**WORK INSTRUCTIONS**
Gather every line in the rows below that contains the string "path", and copy each one out in full.

═════ RECORDS SHOWN

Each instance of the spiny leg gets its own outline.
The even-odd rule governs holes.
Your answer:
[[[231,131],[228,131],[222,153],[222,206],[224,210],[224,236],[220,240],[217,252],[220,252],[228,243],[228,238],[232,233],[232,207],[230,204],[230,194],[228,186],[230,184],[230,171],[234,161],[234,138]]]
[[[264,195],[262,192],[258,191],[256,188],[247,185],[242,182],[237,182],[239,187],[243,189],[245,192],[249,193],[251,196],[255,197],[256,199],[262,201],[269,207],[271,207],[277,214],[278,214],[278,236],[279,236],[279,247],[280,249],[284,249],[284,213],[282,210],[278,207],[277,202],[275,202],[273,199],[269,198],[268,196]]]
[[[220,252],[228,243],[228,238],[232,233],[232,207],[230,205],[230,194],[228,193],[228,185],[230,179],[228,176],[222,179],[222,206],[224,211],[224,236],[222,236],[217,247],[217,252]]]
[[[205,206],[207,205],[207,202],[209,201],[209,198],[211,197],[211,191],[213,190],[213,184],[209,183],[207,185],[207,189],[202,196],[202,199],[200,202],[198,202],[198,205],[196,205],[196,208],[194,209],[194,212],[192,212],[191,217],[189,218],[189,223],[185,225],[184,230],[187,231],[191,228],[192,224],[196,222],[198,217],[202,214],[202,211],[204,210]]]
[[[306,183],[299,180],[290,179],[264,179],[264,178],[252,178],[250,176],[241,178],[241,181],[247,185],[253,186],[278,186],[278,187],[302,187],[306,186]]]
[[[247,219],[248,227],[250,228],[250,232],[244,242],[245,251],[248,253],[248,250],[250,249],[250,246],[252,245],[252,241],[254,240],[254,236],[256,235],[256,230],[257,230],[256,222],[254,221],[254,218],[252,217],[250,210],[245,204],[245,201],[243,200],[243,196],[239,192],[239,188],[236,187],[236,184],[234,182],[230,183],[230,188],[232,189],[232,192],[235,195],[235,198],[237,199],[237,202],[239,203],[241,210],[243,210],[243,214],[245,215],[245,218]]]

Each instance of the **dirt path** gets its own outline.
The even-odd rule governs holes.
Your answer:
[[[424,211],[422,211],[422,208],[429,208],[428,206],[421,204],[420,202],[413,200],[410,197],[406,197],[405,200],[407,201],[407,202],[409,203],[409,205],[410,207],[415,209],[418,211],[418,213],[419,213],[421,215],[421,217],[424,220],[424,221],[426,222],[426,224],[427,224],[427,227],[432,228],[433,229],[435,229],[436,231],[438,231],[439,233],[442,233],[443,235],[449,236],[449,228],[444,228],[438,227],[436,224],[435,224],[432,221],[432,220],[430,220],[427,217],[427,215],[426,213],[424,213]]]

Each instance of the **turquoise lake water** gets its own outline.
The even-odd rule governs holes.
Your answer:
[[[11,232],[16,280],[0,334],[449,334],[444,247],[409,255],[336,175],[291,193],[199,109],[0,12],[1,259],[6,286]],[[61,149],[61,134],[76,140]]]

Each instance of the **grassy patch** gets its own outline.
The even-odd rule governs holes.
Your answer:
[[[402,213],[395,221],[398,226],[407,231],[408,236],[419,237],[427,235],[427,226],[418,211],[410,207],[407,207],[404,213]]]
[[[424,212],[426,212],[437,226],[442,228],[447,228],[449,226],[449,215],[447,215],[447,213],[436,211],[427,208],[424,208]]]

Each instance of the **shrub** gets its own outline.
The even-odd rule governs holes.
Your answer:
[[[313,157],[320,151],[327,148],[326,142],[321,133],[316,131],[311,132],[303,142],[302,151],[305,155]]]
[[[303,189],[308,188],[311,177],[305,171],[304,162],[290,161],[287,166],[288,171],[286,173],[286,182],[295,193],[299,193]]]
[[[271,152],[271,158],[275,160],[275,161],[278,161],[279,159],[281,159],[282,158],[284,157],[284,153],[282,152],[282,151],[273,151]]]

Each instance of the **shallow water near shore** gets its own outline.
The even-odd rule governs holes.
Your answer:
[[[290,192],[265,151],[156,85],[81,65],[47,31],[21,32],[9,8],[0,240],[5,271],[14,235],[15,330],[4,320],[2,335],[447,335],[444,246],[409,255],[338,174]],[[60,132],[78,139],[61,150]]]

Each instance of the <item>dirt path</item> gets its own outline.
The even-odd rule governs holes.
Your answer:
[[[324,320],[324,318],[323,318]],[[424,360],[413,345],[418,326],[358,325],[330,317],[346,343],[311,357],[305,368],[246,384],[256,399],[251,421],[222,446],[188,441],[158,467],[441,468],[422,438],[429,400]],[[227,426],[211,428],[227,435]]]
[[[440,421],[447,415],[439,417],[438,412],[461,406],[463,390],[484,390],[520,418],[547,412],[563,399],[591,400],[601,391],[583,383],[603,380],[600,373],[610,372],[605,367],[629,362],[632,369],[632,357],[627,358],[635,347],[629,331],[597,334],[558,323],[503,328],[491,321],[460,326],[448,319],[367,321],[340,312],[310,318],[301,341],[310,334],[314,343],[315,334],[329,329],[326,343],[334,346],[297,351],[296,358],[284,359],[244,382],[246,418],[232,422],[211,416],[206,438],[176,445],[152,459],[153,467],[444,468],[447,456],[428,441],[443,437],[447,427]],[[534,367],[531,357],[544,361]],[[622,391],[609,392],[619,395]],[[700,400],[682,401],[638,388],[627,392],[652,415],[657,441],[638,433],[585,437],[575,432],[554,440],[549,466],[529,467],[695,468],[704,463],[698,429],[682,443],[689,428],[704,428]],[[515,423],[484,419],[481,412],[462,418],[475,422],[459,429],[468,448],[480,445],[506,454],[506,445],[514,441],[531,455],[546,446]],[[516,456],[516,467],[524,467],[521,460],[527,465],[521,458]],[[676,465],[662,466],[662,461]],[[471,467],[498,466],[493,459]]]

══════════

**ANSWER TO THIS PROBLEM**
Each instance of the **dirt path** gets its own outline.
Each instance of the <item>dirt path</item> gets its own outline.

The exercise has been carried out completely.